===== GIVEN RECORDS

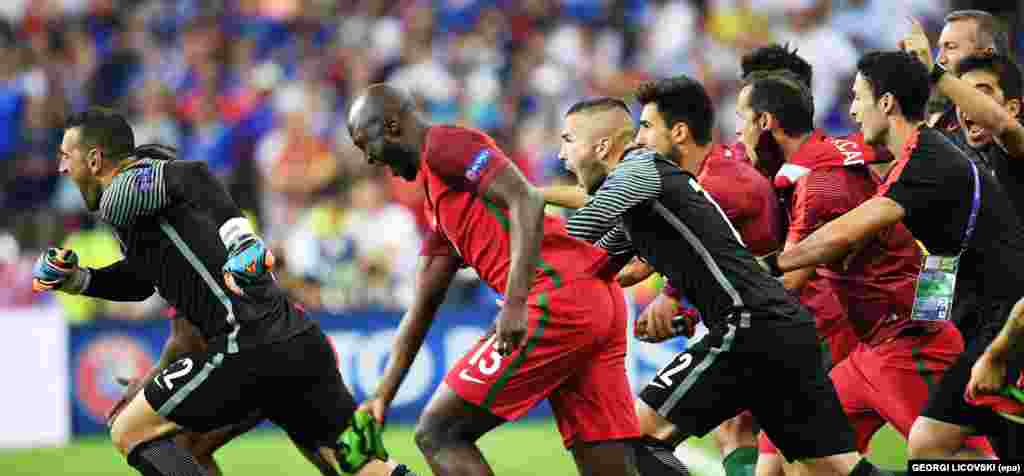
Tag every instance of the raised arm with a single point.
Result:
(838, 238)
(633, 182)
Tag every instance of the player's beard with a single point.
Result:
(767, 155)
(404, 161)
(91, 195)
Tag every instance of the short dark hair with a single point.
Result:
(681, 99)
(598, 104)
(999, 65)
(787, 98)
(775, 57)
(990, 30)
(901, 75)
(104, 128)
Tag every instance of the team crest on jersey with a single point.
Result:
(696, 186)
(479, 163)
(143, 179)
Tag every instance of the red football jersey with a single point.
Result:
(458, 166)
(877, 288)
(745, 197)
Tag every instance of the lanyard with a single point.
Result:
(975, 206)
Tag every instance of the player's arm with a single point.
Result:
(525, 205)
(630, 184)
(978, 105)
(184, 338)
(817, 198)
(249, 260)
(984, 111)
(433, 275)
(565, 196)
(840, 236)
(989, 374)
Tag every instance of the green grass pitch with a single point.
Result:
(518, 449)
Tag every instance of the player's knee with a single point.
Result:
(929, 441)
(431, 435)
(124, 436)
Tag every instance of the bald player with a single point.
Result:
(561, 333)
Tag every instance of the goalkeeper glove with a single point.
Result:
(57, 269)
(249, 261)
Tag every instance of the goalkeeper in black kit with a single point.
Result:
(183, 236)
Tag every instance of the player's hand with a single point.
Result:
(57, 269)
(511, 327)
(916, 43)
(249, 262)
(377, 408)
(987, 376)
(654, 323)
(132, 387)
(634, 272)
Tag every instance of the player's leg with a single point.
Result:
(799, 408)
(448, 431)
(737, 442)
(203, 445)
(318, 413)
(698, 389)
(947, 423)
(200, 391)
(594, 407)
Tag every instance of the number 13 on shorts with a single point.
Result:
(667, 377)
(483, 363)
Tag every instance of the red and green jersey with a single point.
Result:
(458, 166)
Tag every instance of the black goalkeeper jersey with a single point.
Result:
(651, 208)
(167, 216)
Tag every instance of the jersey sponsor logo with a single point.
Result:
(99, 364)
(144, 179)
(464, 375)
(476, 167)
(850, 150)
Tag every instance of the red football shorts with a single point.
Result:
(890, 382)
(574, 356)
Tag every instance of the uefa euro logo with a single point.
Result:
(476, 168)
(97, 368)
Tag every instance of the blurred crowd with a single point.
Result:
(259, 90)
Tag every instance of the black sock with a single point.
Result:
(162, 458)
(654, 457)
(865, 468)
(402, 471)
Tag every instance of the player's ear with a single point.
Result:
(94, 160)
(680, 132)
(392, 128)
(1014, 107)
(887, 103)
(602, 147)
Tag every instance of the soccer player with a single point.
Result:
(644, 205)
(745, 197)
(955, 211)
(184, 339)
(888, 376)
(561, 332)
(986, 91)
(184, 238)
(966, 33)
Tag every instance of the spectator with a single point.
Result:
(294, 163)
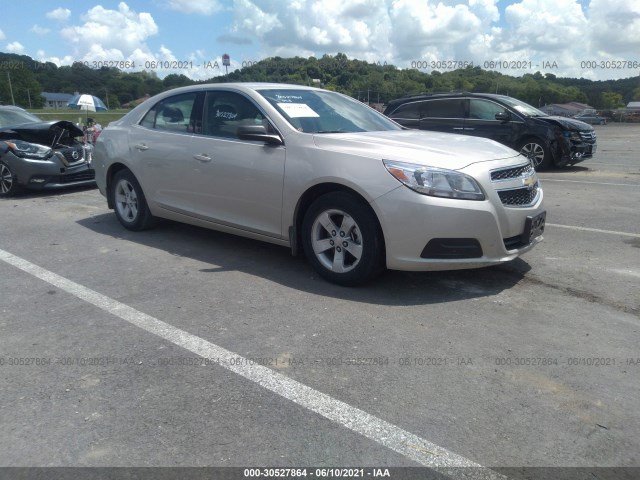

==========

Give every line of the material above as a Markdown table with the columns Row and Line. Number each line, skip blank lines, and leave the pictures out.

| CORRECT OUTPUT |
| Row | Line |
|---|---|
| 1 | Tag every instance of the raised arm with a single point. |
| 2 | Result: |
| 3 | (838, 238) |
| 4 | (633, 182) |
| 5 | Tag every instance of the player's beard with a single point. |
| 6 | Result: |
| 7 | (767, 155) |
| 8 | (404, 161) |
| 9 | (91, 195) |
| 10 | Tag every instance of the short dark hair with a single point. |
| 11 | Result: |
| 12 | (681, 99) |
| 13 | (598, 104) |
| 14 | (999, 65) |
| 15 | (787, 98) |
| 16 | (775, 57) |
| 17 | (990, 30) |
| 18 | (901, 75) |
| 19 | (104, 128) |
| 20 | Tag every instance of the team crest on jersey with a single point. |
| 21 | Result: |
| 22 | (696, 186) |
| 23 | (479, 163) |
| 24 | (143, 179) |
| 25 | Tag every instance of the red football jersey with a single point. |
| 26 | Result: |
| 27 | (458, 166) |
| 28 | (877, 288) |
| 29 | (745, 197) |
| 30 | Tag every instance of the lanyard with a single point. |
| 31 | Result: |
| 32 | (975, 206) |
| 33 | Tag every instance of the player's arm with a single point. |
| 34 | Result: |
| 35 | (525, 205) |
| 36 | (630, 184) |
| 37 | (978, 105) |
| 38 | (184, 338) |
| 39 | (817, 198) |
| 40 | (249, 260) |
| 41 | (984, 111) |
| 42 | (433, 275) |
| 43 | (565, 196) |
| 44 | (840, 236) |
| 45 | (989, 374) |
| 46 | Tag every instance of the green grass pitch with a single point. |
| 47 | Result: |
| 48 | (518, 449) |
| 49 | Tag every instance of the player's knee with a single point. |
| 50 | Result: |
| 51 | (929, 441) |
| 52 | (431, 435) |
| 53 | (124, 436) |
| 54 | Tag every instance of the bald player with a single point. |
| 55 | Result: |
| 56 | (561, 333) |
| 57 | Tag every instance of the goalkeeper glove with a single point. |
| 58 | Result: |
| 59 | (57, 269) |
| 60 | (249, 261) |
| 61 | Tag every instance of the goalkeeper in black kit with a single point. |
| 62 | Result: |
| 63 | (183, 236) |
| 64 | Tag every instance of the player's hand with a single point. |
| 65 | Result: |
| 66 | (57, 269) |
| 67 | (511, 327) |
| 68 | (916, 43) |
| 69 | (249, 262) |
| 70 | (377, 408) |
| 71 | (987, 376) |
| 72 | (654, 323) |
| 73 | (132, 387) |
| 74 | (634, 272) |
| 75 | Tag every instance of the player's leg with a single point. |
| 76 | Result: |
| 77 | (799, 408) |
| 78 | (448, 431) |
| 79 | (737, 442) |
| 80 | (203, 445) |
| 81 | (318, 413) |
| 82 | (698, 389) |
| 83 | (947, 423) |
| 84 | (200, 391) |
| 85 | (594, 407) |
| 86 | Tag every instance of the number 13 on shorts with a single point. |
| 87 | Result: |
| 88 | (667, 377) |
| 89 | (483, 363) |
| 90 | Tag every instance of the red and green jersey with a single point. |
| 91 | Result: |
| 92 | (458, 166) |
| 93 | Tag every instance of the black goalkeeper jersey with a single point. |
| 94 | Result: |
| 95 | (651, 208) |
| 96 | (167, 216) |
| 97 | Tag every instance of the jersey sponsor logo with a single point. |
| 98 | Result: |
| 99 | (99, 364) |
| 100 | (144, 179) |
| 101 | (464, 375) |
| 102 | (476, 167) |
| 103 | (850, 150) |
| 104 | Tag every instance of the red football shorts with a single point. |
| 105 | Result: |
| 106 | (890, 382) |
| 107 | (574, 356) |
| 108 | Tag every instance of the uefa euro logo with a single point. |
| 109 | Result: |
| 110 | (476, 168) |
| 111 | (97, 368) |
| 112 | Tag every instance of the blurred crowd with a single point. |
| 113 | Result: |
| 114 | (259, 90) |
| 115 | Tag every instance of the black sock with a single point. |
| 116 | Result: |
| 117 | (162, 458) |
| 118 | (654, 457) |
| 119 | (865, 468) |
| 120 | (402, 471) |
| 121 | Tag every instance of the player's ear with a single point. |
| 122 | Result: |
| 123 | (94, 160) |
| 124 | (680, 132) |
| 125 | (392, 128) |
| 126 | (1014, 107) |
| 127 | (887, 103) |
| 128 | (602, 147) |
| 129 | Tag every instance of the soccer player with a single point. |
| 130 | Result: |
| 131 | (644, 205) |
| 132 | (745, 197) |
| 133 | (955, 211) |
| 134 | (184, 339) |
| 135 | (888, 376) |
| 136 | (561, 332) |
| 137 | (986, 91) |
| 138 | (184, 238) |
| 139 | (966, 33) |
| 140 | Tag every instance of the spectator with a single point. |
| 141 | Result: |
| 142 | (294, 163) |